Ma gli speculatori con i loro contratti a termine ed altre diavolerie per volumi superiori al numero di barili che al mondo si producono? Cominciamo a chiarire che questi speculatori non comprano fisicamente il petrolio, non lo accaparrano per far salire il prezzo. Per dirla semplicemente, sono per la maggior parte degli scommettitori come quelli che puntano alle corse dei cavalli. La loro è una transazione puramente finanziaria che si chiude in soldi guadagnando o perdendo.
Una prova che l’aumento del prezzo non è la conseguenza di queste transazioni finanziarie, è che il pezzo del riso è aumentato del 120% nel 2008 e non vi è nessuna borsa che tratta contrattazioni (scommesse!) sul prezzo futuro del riso. Lo stesso dicasi relativamente all’aumento di prezzo del carbone. L’aumento di costo del 95% del minerale ferroso è stato convenuto in trattative dirette tra i fornitori australiani ed i compratori cinesi senza alcun coinvolgimento di operatori finanziari.
Riassumendo un problema complesso con molte sfaccettature e implicazioni, a noi pare di capire che: a) il mondo non manca di riserve di petrolio e sicuramente molte sono anche quelle sconosciute; b) purtroppo, per una serie di fattori la produzione non ha saputo o potuto anticipare un aumento dei consumi dovuto all’aumento delle esigenze dei paesi emergenti; c) i tanto deprecati speculatori per la grande maggioranza possono essere visti come degli scommettitori la cui materia prima sono i soldi e non i barili di petrolio. Non accaparrano e non vendono niente. Si potrà dibatterne, ma certo la loro influenza non è assolutamente determinante.

## Domande di studio
[A] Restituisci dal brano sul prezzo del petrolio tutto ciò che va da "Riassumendo un problema" giù fino a "è assolutamente determinante.".
[B] Stabilisci se le affermazioni seguenti concordano con il brano sul prezzo del petrolio, rispondendo sì o no e citando le parole decisive: (i) gli speculatori comprano fisicamente il petrolio; (ii) esiste una borsa che tratta scommesse sul prezzo futuro del riso; (iii) l'aumento del 95% del minerale ferroso è stato concordato direttamente tra fornitori australiani e compratori cinesi.
[C] Trasforma in un elenco puntato il paragrafo del brano sul prezzo del petrolio che comincia con "Riassumendo un problema complesso", conservandone i fatti principali.

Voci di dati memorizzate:
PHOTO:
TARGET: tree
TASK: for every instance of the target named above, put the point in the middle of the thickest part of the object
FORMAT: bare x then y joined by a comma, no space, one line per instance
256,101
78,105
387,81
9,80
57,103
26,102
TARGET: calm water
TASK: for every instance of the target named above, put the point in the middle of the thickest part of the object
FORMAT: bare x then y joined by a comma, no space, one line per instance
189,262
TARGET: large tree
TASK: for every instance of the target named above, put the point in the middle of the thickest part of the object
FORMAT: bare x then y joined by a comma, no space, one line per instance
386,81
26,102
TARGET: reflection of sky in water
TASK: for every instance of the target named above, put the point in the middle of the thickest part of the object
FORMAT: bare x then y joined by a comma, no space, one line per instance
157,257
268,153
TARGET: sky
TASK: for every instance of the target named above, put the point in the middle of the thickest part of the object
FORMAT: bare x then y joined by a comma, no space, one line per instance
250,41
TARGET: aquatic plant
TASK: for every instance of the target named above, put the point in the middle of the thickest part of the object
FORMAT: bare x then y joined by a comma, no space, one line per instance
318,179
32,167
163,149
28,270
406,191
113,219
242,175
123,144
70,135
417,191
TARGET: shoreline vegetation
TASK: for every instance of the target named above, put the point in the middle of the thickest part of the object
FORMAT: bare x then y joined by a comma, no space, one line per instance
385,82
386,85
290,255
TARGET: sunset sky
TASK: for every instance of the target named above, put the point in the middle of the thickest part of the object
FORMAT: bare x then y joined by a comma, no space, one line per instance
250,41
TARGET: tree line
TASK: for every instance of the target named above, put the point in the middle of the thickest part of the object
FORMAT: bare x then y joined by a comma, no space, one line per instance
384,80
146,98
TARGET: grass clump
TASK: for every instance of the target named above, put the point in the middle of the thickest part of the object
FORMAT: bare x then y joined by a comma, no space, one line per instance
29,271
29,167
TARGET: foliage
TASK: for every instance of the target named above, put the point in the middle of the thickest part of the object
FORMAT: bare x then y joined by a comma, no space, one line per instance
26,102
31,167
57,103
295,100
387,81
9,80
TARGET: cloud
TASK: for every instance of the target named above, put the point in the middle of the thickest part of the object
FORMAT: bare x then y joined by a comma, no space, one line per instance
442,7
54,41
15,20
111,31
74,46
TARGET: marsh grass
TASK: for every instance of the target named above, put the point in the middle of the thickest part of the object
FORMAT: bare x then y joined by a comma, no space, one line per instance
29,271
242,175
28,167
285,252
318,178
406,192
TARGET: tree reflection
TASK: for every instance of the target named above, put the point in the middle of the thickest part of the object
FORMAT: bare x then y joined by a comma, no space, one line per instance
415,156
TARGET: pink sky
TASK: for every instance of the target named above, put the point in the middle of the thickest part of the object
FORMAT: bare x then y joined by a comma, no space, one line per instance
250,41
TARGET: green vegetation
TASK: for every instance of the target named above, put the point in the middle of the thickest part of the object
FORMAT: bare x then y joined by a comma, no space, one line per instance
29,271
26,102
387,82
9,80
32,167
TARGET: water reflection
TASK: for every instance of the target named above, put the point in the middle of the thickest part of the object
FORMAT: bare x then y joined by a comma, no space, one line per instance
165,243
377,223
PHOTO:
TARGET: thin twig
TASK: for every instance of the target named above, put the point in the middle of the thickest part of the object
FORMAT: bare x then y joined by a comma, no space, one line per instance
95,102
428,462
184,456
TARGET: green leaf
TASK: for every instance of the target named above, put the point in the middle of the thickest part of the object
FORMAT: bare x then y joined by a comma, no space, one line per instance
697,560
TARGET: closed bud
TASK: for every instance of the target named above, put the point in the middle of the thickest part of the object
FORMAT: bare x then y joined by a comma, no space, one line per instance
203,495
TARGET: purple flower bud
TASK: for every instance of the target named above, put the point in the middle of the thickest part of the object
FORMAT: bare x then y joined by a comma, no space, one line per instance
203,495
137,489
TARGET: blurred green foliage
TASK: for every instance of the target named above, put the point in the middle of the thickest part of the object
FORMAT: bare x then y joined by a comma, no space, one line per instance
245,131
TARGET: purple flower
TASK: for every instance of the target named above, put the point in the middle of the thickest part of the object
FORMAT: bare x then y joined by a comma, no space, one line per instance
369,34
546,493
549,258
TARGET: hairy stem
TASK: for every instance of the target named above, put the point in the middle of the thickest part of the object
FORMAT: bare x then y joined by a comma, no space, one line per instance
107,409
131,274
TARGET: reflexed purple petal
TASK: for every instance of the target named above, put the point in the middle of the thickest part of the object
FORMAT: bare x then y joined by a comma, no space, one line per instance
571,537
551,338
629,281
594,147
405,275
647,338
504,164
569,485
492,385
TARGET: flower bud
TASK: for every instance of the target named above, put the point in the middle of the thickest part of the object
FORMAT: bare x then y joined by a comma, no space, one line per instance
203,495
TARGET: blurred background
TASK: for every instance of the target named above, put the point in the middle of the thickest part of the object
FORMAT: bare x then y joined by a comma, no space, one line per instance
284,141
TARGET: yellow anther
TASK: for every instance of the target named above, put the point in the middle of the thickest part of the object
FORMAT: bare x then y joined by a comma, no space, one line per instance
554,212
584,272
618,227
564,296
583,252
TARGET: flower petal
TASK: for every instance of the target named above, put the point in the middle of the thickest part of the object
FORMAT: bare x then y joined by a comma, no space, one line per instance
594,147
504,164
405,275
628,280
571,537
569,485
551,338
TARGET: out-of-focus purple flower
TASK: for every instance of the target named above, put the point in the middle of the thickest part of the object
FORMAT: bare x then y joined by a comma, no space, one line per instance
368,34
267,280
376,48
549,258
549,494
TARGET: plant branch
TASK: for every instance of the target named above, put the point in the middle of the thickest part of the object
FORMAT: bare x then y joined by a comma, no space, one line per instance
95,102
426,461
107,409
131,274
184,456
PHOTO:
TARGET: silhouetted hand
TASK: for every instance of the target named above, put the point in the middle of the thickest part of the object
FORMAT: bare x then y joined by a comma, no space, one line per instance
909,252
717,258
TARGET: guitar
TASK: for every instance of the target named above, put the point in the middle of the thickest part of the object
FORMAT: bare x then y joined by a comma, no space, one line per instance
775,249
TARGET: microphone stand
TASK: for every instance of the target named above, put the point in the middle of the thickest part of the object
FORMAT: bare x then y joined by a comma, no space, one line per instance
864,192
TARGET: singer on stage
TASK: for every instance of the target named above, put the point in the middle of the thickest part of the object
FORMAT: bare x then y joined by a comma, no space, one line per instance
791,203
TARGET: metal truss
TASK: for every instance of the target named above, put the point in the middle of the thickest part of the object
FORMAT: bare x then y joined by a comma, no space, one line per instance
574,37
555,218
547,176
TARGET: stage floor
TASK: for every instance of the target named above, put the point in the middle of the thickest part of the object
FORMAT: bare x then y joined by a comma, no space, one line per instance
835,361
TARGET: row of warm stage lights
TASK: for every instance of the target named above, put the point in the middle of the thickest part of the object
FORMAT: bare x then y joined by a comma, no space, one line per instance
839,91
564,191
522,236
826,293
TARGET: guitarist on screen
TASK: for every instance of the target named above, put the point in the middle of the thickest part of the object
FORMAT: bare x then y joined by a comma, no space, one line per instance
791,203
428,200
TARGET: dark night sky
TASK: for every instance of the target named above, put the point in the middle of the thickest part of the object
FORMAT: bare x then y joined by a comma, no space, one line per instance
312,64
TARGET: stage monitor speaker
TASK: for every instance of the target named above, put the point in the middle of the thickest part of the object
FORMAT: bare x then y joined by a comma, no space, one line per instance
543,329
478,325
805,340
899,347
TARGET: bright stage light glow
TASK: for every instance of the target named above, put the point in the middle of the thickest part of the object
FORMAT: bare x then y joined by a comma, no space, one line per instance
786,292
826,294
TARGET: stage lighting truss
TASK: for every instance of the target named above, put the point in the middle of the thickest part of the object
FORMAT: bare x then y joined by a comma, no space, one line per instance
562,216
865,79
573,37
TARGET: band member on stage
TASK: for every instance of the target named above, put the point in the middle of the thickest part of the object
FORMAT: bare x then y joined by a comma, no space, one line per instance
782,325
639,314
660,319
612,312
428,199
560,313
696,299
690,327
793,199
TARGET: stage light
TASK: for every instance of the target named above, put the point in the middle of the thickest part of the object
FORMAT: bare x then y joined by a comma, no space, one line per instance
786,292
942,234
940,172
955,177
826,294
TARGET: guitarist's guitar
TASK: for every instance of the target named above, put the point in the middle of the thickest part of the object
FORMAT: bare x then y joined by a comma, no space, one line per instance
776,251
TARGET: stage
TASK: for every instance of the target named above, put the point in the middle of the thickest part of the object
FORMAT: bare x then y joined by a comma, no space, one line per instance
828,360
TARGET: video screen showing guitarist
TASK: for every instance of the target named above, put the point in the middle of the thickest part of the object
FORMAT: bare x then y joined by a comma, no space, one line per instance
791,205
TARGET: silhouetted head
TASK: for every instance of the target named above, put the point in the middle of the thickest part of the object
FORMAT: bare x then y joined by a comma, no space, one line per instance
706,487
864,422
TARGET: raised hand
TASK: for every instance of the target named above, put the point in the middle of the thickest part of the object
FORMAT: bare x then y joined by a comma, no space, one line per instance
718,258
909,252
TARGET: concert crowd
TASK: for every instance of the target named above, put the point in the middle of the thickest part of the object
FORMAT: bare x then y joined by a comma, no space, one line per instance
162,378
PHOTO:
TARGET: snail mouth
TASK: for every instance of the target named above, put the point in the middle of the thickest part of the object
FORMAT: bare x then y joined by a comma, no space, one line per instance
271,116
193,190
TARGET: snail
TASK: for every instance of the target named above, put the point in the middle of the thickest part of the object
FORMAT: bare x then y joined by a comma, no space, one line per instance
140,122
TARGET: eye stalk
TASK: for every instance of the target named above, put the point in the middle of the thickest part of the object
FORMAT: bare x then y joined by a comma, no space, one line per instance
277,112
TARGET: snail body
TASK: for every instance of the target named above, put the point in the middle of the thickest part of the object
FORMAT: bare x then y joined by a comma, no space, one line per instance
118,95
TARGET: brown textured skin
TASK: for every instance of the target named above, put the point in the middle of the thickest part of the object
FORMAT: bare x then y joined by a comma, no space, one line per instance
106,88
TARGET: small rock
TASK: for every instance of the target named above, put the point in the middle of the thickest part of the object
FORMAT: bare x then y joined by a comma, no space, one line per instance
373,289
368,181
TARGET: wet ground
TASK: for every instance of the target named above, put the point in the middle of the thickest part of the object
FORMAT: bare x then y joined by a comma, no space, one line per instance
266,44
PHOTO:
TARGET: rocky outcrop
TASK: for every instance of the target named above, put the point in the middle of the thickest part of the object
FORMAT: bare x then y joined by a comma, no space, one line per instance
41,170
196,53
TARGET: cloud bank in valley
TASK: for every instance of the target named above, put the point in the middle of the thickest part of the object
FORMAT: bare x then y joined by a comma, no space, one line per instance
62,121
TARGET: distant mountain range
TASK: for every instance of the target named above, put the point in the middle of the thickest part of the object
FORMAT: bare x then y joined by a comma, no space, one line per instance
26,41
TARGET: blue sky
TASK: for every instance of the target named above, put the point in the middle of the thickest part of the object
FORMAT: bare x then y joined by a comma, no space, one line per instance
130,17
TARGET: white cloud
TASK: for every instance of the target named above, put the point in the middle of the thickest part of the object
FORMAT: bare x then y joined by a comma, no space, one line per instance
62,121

## Risposte in ordine
[A]
Riassumendo un problema complesso con molte sfaccettature e implicazioni, a noi pare di capire che: a) il mondo non manca di riserve di petrolio e sicuramente molte sono anche quelle sconosciute; b) purtroppo, per una serie di fattori la produzione non ha saputo o potuto anticipare un aumento dei consumi dovuto all’aumento delle esigenze dei paesi emergenti; c) i tanto deprecati speculatori per la grande maggioranza possono essere visti come degli scommettitori la cui materia prima sono i soldi e non i barili di petrolio. Non accaparrano e non vendono niente. Si potrà dibatterne, ma certo la loro influenza non è assolutamente determinante.

[B]
(i) No: "questi speculatori non comprano fisicamente il petrolio".
(ii) No: "non vi è nessuna borsa che tratta contrattazioni (scommesse!) sul prezzo futuro del riso".
(iii) Sì: "è stato convenuto in trattative dirette tra i fornitori australiani ed i compratori cinesi".

[C]
- Il mondo non manca di riserve di petrolio, e molte sono ancora sconosciute.
- La produzione non ha anticipato l'aumento dei consumi dovuto alle esigenze dei paesi emergenti.
- Gli speculatori sono per lo più scommettitori che trattano soldi, non barili: non accaparrano e non vendono niente.
- La loro influenza non è determinante.